### Instructions for the task
Gather every line from the records below that contains the string "pillar", and copy each of those lines in full.

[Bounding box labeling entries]
"""

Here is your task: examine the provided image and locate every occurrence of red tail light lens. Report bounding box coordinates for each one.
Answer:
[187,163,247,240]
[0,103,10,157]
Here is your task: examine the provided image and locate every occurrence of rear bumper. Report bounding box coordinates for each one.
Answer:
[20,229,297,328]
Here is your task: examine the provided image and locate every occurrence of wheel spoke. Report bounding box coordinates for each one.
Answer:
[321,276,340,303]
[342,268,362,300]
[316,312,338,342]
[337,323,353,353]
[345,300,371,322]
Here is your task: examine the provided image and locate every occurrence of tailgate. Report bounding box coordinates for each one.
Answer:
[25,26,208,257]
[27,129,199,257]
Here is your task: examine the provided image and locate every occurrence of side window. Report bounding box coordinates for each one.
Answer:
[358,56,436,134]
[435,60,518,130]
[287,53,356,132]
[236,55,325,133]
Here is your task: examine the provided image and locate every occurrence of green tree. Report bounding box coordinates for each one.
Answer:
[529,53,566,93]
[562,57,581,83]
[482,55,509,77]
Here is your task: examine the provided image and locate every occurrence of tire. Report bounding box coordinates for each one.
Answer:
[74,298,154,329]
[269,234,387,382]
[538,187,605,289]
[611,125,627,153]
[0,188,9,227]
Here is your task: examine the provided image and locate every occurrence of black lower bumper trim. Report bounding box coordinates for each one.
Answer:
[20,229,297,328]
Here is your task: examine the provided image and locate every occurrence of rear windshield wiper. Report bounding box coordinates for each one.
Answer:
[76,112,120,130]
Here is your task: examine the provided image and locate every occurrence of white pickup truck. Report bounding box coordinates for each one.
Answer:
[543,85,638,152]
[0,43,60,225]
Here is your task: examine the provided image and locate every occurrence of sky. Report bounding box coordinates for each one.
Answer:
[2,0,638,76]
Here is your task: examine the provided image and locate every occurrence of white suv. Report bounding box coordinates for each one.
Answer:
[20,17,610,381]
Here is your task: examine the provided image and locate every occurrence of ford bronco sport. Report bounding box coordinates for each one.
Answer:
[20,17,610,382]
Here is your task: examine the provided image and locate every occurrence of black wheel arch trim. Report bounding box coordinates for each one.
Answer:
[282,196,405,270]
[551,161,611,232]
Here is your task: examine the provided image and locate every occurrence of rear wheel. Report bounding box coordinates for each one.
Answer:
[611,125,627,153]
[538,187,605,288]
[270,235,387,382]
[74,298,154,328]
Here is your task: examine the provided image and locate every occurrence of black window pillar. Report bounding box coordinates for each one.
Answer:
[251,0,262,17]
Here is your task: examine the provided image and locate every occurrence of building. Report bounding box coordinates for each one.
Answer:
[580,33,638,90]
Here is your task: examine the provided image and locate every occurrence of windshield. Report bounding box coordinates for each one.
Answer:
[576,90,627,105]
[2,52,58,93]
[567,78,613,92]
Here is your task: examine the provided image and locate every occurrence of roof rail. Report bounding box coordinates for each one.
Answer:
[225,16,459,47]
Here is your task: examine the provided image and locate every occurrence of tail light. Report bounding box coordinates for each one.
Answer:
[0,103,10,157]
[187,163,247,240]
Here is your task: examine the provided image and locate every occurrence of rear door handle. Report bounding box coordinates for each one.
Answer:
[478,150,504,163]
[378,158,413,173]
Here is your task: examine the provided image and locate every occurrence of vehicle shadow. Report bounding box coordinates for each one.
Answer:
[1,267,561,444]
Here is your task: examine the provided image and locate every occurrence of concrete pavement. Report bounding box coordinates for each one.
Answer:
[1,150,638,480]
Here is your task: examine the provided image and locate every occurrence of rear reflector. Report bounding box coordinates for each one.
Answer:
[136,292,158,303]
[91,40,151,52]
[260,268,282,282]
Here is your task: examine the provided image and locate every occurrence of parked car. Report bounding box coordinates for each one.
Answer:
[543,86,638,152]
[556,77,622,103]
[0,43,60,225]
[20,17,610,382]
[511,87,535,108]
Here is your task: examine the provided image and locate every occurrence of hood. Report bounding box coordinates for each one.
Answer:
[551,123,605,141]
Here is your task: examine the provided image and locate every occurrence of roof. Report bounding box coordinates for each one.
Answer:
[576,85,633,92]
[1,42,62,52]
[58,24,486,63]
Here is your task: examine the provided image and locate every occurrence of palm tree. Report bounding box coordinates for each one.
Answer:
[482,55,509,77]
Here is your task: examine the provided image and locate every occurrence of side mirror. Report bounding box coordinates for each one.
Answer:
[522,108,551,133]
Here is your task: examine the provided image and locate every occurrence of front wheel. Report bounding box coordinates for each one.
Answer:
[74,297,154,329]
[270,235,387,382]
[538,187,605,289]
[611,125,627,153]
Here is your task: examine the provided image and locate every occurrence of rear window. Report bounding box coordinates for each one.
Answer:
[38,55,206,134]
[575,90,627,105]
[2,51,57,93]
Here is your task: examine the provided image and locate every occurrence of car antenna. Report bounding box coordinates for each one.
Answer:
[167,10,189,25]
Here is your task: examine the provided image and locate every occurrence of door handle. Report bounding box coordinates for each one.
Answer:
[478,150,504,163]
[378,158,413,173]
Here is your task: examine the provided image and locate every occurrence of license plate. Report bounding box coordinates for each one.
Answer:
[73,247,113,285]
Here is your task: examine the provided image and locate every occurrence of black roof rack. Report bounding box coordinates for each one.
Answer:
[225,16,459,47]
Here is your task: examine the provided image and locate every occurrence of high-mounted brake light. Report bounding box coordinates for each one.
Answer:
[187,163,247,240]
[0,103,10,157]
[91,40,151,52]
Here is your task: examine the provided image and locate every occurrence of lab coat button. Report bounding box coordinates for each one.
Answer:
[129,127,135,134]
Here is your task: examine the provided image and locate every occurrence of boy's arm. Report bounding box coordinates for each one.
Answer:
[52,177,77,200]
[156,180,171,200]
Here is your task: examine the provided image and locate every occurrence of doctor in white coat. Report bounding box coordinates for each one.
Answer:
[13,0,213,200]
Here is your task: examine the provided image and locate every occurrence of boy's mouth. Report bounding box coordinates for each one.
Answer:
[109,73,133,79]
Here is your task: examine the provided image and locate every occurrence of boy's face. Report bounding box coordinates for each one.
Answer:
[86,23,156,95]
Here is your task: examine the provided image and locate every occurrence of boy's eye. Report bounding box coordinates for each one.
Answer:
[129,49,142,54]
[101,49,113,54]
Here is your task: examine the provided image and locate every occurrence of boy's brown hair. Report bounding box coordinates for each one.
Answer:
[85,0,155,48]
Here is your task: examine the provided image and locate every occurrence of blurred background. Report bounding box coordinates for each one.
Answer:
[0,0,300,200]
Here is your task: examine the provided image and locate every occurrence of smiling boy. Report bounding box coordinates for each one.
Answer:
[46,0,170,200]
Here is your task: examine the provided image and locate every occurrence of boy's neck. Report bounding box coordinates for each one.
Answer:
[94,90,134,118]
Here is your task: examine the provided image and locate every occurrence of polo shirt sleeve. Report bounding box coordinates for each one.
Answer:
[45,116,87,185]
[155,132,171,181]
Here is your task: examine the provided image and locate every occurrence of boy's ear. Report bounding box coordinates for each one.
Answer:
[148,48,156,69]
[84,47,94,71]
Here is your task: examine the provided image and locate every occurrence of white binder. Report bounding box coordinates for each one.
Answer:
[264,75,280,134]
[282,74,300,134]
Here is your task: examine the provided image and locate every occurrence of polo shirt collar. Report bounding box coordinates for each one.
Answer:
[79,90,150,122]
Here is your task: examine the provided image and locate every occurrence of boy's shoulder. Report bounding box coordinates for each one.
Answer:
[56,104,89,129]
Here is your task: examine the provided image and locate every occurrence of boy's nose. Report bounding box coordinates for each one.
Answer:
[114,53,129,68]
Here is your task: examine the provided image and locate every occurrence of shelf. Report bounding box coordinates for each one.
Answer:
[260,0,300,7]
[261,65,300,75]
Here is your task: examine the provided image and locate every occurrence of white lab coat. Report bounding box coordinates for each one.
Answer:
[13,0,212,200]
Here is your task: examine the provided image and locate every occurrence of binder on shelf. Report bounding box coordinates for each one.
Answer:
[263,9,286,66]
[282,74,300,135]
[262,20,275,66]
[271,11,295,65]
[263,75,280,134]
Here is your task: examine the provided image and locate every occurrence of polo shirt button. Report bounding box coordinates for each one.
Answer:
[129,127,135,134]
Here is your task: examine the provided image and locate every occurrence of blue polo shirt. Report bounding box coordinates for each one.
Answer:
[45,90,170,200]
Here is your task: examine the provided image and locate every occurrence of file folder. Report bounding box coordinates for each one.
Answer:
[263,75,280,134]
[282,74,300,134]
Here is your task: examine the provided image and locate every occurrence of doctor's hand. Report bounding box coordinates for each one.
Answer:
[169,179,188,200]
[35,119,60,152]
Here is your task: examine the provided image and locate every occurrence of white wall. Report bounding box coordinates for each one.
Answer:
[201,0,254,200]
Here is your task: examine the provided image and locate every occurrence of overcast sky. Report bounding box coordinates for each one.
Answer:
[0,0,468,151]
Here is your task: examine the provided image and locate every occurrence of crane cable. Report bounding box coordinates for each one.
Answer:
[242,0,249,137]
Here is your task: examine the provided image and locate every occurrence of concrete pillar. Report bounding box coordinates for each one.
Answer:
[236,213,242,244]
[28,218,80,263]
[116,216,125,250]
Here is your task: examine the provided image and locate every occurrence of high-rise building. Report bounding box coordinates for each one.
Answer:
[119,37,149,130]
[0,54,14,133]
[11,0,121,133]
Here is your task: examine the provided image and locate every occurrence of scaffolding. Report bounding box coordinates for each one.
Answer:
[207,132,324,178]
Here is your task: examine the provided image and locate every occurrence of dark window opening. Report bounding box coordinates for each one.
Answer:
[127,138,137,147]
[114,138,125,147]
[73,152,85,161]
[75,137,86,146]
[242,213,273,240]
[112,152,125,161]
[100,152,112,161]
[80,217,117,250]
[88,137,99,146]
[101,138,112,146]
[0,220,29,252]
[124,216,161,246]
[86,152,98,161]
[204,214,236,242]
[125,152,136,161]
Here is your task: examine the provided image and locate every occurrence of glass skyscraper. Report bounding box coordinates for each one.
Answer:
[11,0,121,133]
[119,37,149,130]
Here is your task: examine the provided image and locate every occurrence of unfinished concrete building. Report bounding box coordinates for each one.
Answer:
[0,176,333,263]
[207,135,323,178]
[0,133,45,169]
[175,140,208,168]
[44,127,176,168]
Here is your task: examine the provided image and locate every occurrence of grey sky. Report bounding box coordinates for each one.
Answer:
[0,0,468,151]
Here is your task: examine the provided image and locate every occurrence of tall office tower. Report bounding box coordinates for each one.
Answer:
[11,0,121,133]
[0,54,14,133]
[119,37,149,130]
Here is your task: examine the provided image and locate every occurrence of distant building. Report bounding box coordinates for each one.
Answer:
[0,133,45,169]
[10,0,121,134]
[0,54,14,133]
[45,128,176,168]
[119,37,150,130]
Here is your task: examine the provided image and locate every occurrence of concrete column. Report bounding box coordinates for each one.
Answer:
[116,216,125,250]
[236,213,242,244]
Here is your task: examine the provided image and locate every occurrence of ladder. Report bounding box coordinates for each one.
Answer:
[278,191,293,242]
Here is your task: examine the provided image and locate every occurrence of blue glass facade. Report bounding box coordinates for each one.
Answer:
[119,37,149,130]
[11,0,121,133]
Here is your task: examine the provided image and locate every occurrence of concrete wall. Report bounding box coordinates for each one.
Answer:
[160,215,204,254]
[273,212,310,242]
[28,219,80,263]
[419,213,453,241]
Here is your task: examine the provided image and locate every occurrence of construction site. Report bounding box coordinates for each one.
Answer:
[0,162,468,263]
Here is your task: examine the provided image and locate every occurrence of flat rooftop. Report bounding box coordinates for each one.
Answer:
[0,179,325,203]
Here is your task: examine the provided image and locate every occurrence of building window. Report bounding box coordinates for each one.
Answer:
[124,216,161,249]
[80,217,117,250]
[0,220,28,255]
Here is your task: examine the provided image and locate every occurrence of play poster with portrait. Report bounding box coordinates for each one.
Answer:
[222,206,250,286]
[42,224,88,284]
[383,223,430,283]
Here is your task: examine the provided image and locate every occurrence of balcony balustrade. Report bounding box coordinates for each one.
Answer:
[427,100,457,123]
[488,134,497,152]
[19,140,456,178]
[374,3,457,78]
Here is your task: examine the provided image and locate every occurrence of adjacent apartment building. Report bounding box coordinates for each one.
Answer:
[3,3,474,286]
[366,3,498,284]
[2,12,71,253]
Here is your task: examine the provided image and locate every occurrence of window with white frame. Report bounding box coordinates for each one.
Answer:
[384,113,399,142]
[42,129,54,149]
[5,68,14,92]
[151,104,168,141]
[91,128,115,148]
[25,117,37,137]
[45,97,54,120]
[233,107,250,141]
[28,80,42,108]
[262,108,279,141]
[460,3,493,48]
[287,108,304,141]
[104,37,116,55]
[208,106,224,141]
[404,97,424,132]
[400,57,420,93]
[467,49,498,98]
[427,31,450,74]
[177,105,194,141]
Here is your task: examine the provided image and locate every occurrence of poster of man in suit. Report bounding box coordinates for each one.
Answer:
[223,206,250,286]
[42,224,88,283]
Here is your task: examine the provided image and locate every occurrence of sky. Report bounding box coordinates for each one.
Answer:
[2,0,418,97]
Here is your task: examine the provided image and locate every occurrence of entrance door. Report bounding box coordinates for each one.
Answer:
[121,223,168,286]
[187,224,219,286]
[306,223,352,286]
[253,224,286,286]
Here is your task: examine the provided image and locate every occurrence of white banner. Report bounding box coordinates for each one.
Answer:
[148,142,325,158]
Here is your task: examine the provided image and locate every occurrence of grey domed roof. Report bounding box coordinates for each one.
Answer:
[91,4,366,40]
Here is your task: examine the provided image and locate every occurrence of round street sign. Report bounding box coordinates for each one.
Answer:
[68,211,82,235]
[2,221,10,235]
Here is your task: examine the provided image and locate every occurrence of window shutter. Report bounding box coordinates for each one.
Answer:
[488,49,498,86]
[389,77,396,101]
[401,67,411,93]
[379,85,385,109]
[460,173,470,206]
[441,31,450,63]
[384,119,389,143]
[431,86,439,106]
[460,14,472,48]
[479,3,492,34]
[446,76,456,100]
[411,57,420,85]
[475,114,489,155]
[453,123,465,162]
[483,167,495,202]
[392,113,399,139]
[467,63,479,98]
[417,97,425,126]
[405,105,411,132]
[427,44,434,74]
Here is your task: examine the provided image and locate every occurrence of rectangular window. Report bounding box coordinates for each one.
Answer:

"""

### Task result
Here is your task: examine the provided image and locate every occurrence of black window pillar. Report bounding box coordinates for each one.
Here is your task: examine the provided image and locate every occurrence of concrete pillar. Report bounding box coordinates for each one.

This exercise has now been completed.